* _Text extract_:
start
To those human beings who are of any concern to me I wish suffering, desolation, sickness, ill-treatment, indignities ~ I wish that they should not remain unfamiliar with profound self-contempt, the torture of self-mistrust, the wretchedness of the vanquished: I have no pity for them, because I wish them the only thing that can prove today whether one is worth anything or not ~ that one endures

~ Friedrich Nietzsche


Well, then.  That's a little harsh at first glance, innit?

I can tell how much anxiety I'm bombarded with by how I respond to that above quote.

When I am feeling super-dooper ill and my anxiety has flared like it's Black Saturday, I wish to smash Mr Nietzsche right in his (rather handsome) face and then curl up in a ball and vanish into thin air.  At those times, I have gone way past the point of acceptance and I am just screaming for it all to stop.  Sometimes, anxiety overwhelms to the point where you don't feel you can climb out of anywhere.

When I am feeling better, and have, say, increased my vitamin D levels to 10,000IU a day, I believe that our dear Freidrich is quite right on this score.  I say it with some trepidation though, because I don't believe the loneliness we feel in our suffering is helped by living in a culture whose parts are so disconnected from the whole.  I don't believe that the stiff upper lip of letting people drown in their suffering without knowing you are there to assist them helps anything at all.  And so I add to Mr Nietzsche's statement - we should be ready to assist other people to endure their suffering better.

But even so, if I had a magic wand to relieve your suffering, I would wave it, because you have to have a magic wand waving experience once in your life, surely?  And because I have an overwhelming desire to be a fairy godmother.  And anyway, it's not like you're not going to have another 10,000 bouts of suffering to learn to endure under, coming right up behind today.
end
* _Aim A_: In the listing, from the line with "Could you point out the white lamp" through the last line, substitute "ivory" for every "white" and write those lines out again with everything else left as is.
The listing has no connection to the text above it.

* _Records_:
start
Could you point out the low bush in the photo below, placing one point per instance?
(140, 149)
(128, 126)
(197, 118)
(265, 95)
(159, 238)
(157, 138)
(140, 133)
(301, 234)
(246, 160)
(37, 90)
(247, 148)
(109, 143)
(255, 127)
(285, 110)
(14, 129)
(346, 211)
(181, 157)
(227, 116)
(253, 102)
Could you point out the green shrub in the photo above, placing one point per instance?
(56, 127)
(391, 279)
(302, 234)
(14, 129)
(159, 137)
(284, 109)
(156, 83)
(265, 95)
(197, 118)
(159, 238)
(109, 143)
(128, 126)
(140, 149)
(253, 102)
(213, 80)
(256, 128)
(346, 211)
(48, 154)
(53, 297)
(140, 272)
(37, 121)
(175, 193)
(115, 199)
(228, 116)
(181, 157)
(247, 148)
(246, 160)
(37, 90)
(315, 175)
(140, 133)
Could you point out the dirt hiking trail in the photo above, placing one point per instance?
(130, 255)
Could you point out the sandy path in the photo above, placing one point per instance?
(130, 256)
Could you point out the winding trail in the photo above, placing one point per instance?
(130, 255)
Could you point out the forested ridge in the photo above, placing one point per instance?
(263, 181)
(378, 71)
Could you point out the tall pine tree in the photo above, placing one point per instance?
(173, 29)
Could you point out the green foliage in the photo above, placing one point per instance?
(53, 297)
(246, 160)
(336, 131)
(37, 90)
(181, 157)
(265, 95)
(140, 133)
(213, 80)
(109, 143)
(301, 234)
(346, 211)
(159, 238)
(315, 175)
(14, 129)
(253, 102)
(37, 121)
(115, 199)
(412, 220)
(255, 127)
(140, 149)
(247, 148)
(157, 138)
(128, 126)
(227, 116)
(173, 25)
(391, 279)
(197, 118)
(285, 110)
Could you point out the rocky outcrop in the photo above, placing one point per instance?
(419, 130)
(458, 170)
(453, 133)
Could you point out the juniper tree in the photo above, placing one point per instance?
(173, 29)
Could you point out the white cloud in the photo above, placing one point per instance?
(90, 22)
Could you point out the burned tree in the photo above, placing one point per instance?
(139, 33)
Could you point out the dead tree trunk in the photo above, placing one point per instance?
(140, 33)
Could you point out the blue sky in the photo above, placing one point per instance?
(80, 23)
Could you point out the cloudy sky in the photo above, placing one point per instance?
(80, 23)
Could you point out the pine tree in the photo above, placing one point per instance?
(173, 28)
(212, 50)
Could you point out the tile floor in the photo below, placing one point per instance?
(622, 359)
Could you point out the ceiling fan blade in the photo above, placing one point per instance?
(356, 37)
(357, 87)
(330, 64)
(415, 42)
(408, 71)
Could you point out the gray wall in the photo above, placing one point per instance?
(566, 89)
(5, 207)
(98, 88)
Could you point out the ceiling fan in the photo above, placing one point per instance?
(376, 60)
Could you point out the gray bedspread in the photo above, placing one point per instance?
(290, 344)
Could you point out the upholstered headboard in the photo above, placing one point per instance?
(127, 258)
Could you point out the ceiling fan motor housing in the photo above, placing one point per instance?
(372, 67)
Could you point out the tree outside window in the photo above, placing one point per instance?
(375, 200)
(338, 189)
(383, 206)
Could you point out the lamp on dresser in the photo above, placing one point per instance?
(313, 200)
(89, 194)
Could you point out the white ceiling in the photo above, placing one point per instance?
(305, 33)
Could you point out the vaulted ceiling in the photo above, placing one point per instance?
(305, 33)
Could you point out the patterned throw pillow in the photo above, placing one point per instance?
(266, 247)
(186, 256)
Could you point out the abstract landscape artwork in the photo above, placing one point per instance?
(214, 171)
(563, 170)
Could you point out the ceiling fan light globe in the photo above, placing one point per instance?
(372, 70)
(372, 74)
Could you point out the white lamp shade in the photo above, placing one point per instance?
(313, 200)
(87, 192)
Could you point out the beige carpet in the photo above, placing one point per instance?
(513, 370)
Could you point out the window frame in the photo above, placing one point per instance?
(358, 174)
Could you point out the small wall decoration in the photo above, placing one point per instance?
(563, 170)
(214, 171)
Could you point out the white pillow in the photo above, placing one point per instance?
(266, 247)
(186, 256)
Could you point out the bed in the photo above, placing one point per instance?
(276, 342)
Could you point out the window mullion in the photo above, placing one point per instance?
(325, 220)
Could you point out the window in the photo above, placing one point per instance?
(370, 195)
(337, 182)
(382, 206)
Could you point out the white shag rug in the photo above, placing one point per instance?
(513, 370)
end
* _Aim B_: Please condense the paragraph of the Nietzsche piece that begins "When I am feeling better" into a shorter version that keeps its main points.

* _Correct result A_:
Could you point out the ivory lamp shade in the photo above, placing one point per instance?
(313, 200)
(87, 192)
Could you point out the beige carpet in the photo above, placing one point per instance?
(513, 370)
Could you point out the window frame in the photo above, placing one point per instance?
(358, 174)
Could you point out the small wall decoration in the photo above, placing one point per instance?
(563, 170)
(214, 171)
Could you point out the ivory pillow in the photo above, placing one point per instance?
(266, 247)
(186, 256)
Could you point out the bed in the photo above, placing one point per instance?
(276, 342)
Could you point out the window mullion in the photo above, placing one point per instance?
(325, 220)
Could you point out the window in the photo above, placing one point per instance?
(370, 195)
(337, 182)
(382, 206)
Could you point out the ivory shag rug in the photo above, placing one point per instance?
(513, 370)

* _Correct result B_: When feeling better, for instance after raising vitamin D to 10,000IU a day, the writer thinks Nietzsche is right, though with some trepidation. A culture whose parts are cut off from the whole does not ease the loneliness of suffering, and a stiff upper lip that leaves people to drown without knowing help is near does no good. So the writer adds to his statement that we should be ready to help others endure their suffering better.